(To be done)
Beginning at the line that contains "mark: decorative concrete", transcribe the remaining lines of the listing exactly; include the final line and omit everything before.

•••••

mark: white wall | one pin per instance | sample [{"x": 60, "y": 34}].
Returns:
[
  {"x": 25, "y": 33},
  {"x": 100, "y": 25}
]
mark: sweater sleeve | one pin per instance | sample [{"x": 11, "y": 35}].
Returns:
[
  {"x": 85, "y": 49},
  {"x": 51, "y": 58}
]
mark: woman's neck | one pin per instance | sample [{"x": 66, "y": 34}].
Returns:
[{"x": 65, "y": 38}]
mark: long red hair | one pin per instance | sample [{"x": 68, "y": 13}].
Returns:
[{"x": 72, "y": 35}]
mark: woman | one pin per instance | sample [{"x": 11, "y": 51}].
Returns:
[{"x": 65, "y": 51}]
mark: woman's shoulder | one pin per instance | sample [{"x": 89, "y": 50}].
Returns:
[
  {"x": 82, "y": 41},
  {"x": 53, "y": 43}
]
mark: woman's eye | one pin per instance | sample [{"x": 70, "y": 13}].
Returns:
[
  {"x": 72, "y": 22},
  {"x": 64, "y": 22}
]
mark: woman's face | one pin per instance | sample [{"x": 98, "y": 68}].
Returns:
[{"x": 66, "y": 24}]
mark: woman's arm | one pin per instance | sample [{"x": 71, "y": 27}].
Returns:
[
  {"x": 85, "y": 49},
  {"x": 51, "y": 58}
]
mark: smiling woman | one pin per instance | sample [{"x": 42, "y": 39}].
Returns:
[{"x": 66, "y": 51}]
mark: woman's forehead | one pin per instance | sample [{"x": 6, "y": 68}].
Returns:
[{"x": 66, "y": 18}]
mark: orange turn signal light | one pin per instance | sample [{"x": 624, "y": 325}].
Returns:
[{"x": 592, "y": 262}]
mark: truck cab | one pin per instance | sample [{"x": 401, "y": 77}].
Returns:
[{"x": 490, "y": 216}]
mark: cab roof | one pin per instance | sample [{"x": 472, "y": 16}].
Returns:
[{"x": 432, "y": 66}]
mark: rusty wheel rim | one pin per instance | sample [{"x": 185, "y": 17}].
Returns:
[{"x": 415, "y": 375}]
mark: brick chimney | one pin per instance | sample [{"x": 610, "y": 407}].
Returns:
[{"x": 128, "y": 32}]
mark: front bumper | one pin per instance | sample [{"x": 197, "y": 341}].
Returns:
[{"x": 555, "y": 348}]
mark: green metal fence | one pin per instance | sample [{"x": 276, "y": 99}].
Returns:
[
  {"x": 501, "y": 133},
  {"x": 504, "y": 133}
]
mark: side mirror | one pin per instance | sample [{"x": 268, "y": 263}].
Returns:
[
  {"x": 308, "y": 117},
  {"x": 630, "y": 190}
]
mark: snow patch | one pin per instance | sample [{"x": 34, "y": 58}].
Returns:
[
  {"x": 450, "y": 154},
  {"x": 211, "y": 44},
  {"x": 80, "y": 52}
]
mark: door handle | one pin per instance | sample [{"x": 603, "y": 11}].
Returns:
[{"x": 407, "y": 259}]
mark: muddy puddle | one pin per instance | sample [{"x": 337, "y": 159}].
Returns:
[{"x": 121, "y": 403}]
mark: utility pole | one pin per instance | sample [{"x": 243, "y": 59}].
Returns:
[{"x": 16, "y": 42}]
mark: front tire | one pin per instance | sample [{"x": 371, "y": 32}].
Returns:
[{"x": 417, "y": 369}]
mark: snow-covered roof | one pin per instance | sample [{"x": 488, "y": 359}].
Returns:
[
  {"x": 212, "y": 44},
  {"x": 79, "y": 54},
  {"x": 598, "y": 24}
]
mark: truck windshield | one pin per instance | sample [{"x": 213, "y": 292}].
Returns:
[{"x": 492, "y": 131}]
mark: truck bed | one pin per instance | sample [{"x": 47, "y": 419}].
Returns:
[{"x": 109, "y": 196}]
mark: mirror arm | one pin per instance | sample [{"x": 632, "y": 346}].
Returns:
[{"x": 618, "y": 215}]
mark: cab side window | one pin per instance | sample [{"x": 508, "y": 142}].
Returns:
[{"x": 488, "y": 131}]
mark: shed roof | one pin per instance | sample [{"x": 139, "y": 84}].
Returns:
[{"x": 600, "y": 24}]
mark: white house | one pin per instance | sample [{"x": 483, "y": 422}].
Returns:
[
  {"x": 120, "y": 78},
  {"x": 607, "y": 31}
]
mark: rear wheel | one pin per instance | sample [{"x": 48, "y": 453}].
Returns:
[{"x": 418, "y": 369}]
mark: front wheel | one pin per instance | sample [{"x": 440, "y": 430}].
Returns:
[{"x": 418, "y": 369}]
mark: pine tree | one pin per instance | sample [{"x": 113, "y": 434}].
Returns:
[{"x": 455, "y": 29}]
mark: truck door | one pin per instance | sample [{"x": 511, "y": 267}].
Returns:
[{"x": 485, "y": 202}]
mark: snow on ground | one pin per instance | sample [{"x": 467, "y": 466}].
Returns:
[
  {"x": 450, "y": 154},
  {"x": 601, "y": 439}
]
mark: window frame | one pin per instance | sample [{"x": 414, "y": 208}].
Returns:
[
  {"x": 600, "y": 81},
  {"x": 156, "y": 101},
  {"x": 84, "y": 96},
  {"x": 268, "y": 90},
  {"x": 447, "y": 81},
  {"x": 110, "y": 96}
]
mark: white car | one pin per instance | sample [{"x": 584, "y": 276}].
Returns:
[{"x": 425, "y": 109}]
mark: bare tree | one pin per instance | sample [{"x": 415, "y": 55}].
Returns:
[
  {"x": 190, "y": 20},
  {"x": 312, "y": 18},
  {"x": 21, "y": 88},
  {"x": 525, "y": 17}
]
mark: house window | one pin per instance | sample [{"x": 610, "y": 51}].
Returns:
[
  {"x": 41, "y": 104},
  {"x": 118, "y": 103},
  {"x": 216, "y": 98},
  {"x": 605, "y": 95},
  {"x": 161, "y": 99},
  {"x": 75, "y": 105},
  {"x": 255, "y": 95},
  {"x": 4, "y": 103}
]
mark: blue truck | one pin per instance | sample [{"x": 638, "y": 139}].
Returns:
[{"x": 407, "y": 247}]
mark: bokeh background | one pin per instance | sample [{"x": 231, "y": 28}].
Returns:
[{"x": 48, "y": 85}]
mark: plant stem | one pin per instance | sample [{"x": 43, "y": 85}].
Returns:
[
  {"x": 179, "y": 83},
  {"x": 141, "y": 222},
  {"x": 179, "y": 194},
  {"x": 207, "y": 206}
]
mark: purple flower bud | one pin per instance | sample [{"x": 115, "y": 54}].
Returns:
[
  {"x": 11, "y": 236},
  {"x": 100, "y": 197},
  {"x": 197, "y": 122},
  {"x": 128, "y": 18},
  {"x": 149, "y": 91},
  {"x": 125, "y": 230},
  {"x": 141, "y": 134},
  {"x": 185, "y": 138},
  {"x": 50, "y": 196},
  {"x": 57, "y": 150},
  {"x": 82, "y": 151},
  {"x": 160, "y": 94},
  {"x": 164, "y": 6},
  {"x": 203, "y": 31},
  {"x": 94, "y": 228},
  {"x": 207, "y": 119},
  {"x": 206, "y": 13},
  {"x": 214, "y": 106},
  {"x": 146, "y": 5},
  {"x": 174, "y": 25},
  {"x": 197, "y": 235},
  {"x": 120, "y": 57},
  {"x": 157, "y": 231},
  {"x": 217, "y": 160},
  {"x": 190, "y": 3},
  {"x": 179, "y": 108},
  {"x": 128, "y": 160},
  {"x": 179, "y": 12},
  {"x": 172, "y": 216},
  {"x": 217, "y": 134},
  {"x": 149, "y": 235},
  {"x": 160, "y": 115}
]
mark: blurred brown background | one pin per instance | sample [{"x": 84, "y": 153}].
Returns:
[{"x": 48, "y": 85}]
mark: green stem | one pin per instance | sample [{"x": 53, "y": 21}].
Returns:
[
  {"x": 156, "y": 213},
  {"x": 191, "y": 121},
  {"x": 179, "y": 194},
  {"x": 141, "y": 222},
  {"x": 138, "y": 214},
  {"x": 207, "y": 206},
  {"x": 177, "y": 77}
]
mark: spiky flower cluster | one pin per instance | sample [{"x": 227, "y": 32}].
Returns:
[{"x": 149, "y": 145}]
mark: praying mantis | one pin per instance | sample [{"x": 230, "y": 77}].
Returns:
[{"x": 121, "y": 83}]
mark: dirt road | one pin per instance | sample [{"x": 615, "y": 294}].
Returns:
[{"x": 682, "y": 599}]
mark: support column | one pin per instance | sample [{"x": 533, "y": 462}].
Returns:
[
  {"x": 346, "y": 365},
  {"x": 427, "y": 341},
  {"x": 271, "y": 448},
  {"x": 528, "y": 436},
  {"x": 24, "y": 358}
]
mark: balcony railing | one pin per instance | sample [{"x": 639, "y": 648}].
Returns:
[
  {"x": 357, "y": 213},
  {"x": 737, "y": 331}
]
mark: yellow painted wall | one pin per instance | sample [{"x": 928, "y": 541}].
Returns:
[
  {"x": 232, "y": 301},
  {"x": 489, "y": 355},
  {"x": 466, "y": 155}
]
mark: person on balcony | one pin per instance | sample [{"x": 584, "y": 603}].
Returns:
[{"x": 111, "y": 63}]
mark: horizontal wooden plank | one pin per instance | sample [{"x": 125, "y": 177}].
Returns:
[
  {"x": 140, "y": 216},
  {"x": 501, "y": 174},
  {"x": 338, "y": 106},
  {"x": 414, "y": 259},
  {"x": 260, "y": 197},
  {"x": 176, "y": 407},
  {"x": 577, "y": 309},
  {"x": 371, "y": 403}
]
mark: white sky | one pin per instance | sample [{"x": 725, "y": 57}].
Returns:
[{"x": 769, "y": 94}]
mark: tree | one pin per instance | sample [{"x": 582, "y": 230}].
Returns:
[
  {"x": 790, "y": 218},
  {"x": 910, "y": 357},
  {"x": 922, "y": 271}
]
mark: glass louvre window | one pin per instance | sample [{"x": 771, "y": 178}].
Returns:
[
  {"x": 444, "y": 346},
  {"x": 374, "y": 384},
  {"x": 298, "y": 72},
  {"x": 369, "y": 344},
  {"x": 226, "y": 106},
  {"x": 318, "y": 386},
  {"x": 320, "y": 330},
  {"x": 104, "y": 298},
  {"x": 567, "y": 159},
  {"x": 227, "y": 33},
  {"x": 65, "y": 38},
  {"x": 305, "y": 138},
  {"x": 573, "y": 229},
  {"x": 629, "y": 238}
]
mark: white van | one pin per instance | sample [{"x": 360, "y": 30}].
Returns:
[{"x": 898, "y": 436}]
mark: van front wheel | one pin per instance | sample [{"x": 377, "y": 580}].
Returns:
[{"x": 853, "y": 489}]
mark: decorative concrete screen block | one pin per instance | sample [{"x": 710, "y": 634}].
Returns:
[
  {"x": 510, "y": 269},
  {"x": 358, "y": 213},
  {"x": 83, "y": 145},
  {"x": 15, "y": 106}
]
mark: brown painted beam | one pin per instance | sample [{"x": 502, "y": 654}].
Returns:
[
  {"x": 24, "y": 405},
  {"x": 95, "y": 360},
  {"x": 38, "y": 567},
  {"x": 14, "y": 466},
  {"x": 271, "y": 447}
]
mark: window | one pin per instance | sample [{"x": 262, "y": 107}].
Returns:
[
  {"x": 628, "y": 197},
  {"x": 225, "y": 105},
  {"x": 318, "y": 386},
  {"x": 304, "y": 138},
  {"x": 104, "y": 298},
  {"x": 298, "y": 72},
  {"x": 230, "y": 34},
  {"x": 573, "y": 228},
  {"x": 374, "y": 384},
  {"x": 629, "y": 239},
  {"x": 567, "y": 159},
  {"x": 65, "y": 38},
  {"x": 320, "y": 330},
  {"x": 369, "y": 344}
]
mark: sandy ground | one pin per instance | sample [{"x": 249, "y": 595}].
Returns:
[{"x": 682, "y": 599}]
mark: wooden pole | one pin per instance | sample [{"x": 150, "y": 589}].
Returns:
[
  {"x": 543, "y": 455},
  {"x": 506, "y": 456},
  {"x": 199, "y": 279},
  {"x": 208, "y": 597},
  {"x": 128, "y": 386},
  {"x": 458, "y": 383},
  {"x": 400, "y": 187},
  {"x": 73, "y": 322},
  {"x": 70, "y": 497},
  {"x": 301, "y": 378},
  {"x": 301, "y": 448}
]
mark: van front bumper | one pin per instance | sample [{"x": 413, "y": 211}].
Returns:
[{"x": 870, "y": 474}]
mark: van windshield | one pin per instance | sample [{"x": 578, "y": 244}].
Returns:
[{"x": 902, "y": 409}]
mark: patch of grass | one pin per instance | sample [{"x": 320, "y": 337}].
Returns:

•••••

(Task result)
mark: decorative concrete screen block | one pin per instance | sample [{"x": 710, "y": 634}].
Returns:
[
  {"x": 510, "y": 269},
  {"x": 358, "y": 213},
  {"x": 83, "y": 145},
  {"x": 15, "y": 106}
]
mark: brown painted beam | one pin per instance | sample [{"x": 502, "y": 654}].
Returns:
[
  {"x": 24, "y": 405},
  {"x": 95, "y": 360},
  {"x": 38, "y": 567},
  {"x": 14, "y": 466},
  {"x": 271, "y": 447}
]
mark: window | one pin per instance | sample [{"x": 262, "y": 107}].
Returns:
[
  {"x": 628, "y": 197},
  {"x": 225, "y": 105},
  {"x": 318, "y": 386},
  {"x": 304, "y": 138},
  {"x": 104, "y": 298},
  {"x": 298, "y": 72},
  {"x": 230, "y": 34},
  {"x": 573, "y": 228},
  {"x": 374, "y": 384},
  {"x": 629, "y": 239},
  {"x": 567, "y": 159},
  {"x": 65, "y": 38},
  {"x": 320, "y": 330},
  {"x": 369, "y": 344}
]
mark: sandy ground | one pin per instance | sample [{"x": 249, "y": 595}].
Returns:
[{"x": 682, "y": 599}]
mark: wooden pole | one pin per instance | sample [{"x": 150, "y": 589}].
Returns:
[
  {"x": 543, "y": 455},
  {"x": 506, "y": 456},
  {"x": 199, "y": 279},
  {"x": 208, "y": 597},
  {"x": 128, "y": 386},
  {"x": 458, "y": 383},
  {"x": 400, "y": 187},
  {"x": 73, "y": 322},
  {"x": 70, "y": 497},
  {"x": 301, "y": 378},
  {"x": 301, "y": 448}
]
mark: van front bumper | one pin per instance | sample [{"x": 413, "y": 211}].
Returns:
[{"x": 870, "y": 474}]
mark: van windshield | one pin per instance | sample [{"x": 578, "y": 244}].
Returns:
[{"x": 902, "y": 409}]
mark: patch of grass | one pin per instance | sample [{"x": 320, "y": 337}].
Returns:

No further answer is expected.